- EXERCISE SET
1. Answer these questions from the text on nuts and health:
(a) What daily amount of tree nuts and peanut can release satiety hormones?
(b) In which journal was the study recommending mixed nuts in place of carbohydrate foods published?
(c) Which nut is excluded from the statement that nuts have large quantities of fat?
2. Carry on the text on nuts and health after its last sentence.

- TEXT
Stop weight gain with tree nuts and peanut: Numerous studies have shown that tree nuts and peanut eaten in moderation are not associated with higher risk of weight gain. Rather, researches show that 30 to 50 grams per day of these nuts can actually release satiety hormones because of their high fiber content and help control appetite. However, be careful with these nuts since allergic reactions to tree nuts and peanut can be fatal or near-fatal.
Replace carbohydrates with nuts in the diabetes diet: Replacing carbohydrates with healthy fats (monounsaturated and polyunsaturated fatty acids) to preserve HDL cholesterol is one of the therapeutic strategies for diabetes treatment. Nuts (except chestnut) have large quantities of fat (49 to 74 percent total fat) but mostly monounsaturated (MUFA) or polyunsaturated (PUFA) fats. A study published in the Diabetes Care journal recommends consuming 2 ounces (56g) of mixed nuts daily as a replacement for carbohydrate foods to improve glycemic control and serum lipids in type-2 diabetes.
Eat nuts to improve your heart health: Nuts are very rich sources of heart healthy nutrients.For example, 100g of almonds contain 49 percent DV (daily value), vitamin E – 131 percent DV, approximately 2500mg of L-arginine amino acid. Vitamin E helps stop plaque development in the arteries. Plaque leads to chest pain, coronary artery disease, or heart attack. Similarly, L-arginine improves artery wall making them less prone to blood clots and reduces atherosclerosis. Fiber helps lower cholesterol levels in the body. Again low sodium and high potassium levels in nuts help maintain healthy blood pressure.

- MATERIAL SUPPLIED
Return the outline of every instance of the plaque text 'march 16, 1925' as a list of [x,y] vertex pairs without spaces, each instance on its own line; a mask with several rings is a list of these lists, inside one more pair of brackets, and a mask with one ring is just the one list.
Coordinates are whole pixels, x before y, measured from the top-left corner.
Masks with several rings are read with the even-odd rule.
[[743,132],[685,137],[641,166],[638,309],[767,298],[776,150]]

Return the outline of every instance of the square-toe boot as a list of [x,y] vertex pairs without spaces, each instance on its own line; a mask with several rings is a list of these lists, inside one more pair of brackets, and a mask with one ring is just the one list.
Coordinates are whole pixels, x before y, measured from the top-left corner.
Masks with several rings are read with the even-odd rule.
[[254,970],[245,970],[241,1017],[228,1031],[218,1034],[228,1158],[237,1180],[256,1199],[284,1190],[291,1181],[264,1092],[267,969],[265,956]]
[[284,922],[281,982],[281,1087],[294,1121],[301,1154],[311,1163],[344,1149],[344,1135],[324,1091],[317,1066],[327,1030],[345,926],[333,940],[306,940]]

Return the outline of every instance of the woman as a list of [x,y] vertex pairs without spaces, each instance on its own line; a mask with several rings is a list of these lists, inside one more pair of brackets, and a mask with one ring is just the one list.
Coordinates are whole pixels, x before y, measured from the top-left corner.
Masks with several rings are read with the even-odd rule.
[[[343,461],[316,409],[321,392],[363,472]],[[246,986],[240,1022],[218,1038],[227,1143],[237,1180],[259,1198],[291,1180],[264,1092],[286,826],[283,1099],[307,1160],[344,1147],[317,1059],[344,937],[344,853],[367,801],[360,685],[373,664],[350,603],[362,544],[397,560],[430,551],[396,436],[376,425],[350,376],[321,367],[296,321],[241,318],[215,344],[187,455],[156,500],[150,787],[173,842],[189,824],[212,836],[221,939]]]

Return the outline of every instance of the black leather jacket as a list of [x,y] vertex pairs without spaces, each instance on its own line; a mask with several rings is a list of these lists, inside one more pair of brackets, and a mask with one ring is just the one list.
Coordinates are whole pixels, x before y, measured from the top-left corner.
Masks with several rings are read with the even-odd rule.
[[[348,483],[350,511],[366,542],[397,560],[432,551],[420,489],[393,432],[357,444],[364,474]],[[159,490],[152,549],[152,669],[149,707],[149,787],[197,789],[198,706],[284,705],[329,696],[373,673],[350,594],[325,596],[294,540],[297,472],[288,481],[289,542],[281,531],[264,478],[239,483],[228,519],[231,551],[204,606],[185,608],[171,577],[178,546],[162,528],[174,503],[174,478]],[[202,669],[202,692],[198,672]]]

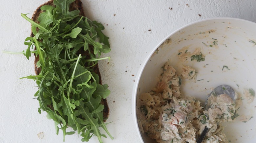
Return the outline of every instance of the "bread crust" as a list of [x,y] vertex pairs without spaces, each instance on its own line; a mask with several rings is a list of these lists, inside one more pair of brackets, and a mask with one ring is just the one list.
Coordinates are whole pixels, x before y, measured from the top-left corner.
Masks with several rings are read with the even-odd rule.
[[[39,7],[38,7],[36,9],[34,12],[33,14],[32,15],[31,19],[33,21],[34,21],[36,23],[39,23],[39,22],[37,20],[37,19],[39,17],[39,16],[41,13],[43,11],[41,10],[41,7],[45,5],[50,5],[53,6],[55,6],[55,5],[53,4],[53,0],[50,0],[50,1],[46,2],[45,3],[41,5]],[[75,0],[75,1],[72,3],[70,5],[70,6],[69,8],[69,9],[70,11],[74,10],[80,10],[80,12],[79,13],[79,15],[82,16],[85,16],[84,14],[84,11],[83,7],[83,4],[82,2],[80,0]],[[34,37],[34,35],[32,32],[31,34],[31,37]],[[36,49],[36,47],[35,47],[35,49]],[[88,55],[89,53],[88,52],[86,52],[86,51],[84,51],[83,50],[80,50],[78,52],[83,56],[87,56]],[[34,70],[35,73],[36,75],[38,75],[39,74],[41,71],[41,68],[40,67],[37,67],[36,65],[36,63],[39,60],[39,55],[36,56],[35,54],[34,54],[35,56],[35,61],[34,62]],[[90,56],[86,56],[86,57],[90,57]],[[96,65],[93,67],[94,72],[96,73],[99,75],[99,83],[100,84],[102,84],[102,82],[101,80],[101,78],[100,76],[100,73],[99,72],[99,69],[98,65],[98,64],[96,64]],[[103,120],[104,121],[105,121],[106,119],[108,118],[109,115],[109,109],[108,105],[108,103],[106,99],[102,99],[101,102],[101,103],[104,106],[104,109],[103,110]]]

...

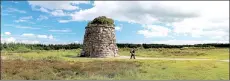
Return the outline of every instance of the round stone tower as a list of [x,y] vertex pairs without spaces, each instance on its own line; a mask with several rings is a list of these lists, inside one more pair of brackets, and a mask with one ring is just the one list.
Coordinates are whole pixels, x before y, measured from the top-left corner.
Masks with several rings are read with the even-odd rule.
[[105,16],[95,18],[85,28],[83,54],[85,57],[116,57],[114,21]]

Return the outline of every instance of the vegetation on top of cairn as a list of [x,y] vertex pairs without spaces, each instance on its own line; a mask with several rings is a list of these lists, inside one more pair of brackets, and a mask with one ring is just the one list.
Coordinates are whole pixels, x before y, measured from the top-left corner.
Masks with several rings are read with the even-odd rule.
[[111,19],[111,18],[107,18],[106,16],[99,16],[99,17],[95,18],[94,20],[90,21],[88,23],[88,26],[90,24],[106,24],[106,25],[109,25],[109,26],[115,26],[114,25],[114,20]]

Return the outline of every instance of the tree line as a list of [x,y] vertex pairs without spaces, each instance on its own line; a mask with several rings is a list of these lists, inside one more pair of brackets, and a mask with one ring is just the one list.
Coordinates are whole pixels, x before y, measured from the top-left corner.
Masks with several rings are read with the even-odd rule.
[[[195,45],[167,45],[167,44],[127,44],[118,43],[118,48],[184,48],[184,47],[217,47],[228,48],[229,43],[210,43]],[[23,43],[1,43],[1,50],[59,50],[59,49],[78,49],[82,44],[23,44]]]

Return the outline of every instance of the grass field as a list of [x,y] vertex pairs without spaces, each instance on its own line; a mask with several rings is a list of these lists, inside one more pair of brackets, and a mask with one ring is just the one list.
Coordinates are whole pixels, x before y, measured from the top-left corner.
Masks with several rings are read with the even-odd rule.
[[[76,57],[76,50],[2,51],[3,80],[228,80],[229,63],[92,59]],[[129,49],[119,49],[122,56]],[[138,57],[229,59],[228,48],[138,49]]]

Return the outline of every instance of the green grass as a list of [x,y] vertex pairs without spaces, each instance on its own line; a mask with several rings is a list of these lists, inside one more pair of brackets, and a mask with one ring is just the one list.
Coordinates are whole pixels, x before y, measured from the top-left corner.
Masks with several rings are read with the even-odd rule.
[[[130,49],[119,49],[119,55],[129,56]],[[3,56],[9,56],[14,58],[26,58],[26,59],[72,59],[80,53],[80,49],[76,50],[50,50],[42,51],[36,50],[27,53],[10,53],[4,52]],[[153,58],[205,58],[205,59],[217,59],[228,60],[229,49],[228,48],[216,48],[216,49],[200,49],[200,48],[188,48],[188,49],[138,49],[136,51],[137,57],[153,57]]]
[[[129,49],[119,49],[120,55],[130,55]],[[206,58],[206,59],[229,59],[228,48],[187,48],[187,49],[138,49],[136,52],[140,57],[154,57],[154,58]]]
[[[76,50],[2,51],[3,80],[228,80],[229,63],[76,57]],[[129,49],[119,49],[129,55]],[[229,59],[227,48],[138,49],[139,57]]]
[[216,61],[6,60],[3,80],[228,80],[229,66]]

- EXPECTED RESULTS
1.
(a) 30 to 50 grams per day
(b) Diabetes Care
(c) Chestnut

2.
Reduce risk of gallstones with nuts: Nuts are rich sources of unsaturated fats and fiber and these nutrients have protective effects against development of gallstones. For example, data from Nurses’ Health Study reveals that women who consume nuts five or more times a week are at 25 percent reduced risk of needing gall bladder surgery. Another study published in the American Journal of Epidemiology showed that men who ate nuts frequently had 30 percent lower risk of developing gallstone disease as compared with those who did not eat nuts at all.
Prevent certain cancers by consuming nuts: Being rich in antioxidants and anti-carcinogenic properties such as tocopherols (viz. vitamin E), folic acids, selenium, magnesium and phytochemicals, nuts are considered to have protective effect against cancers, especially in women. Studies have shown a significant association between higher intake of nuts and lower probability of colorectal and colon cancer in women. Similarly, a Mediterranean study in Greek women supported the role of a diet rich in nuts in reducing the risk of endometrial cancer. However, most scientists think that studies in cancer benefits are insufficient and more studies are required to clarify the effects of nuts on different types of cancer.
Protect your eyes by eating nuts: Age-related macular degeneration (AMD) is a condition in which the macula (a part of retina) deteriorates leading to vision loss and blindness. A Harvard study found that nuts reduced the risk of progression of the early and intermediate stages of AMD to advanced AMD after the age of 60. The vitamin E (tocopherol) in the nuts actually plays an important role in preventing macular degeneration and cataract. Nutritionists recommend taking up to 400 IU of vitamin E every day along with other antioxidants, especially selenium. This is because selenium helps cells to absorb the vitamin E.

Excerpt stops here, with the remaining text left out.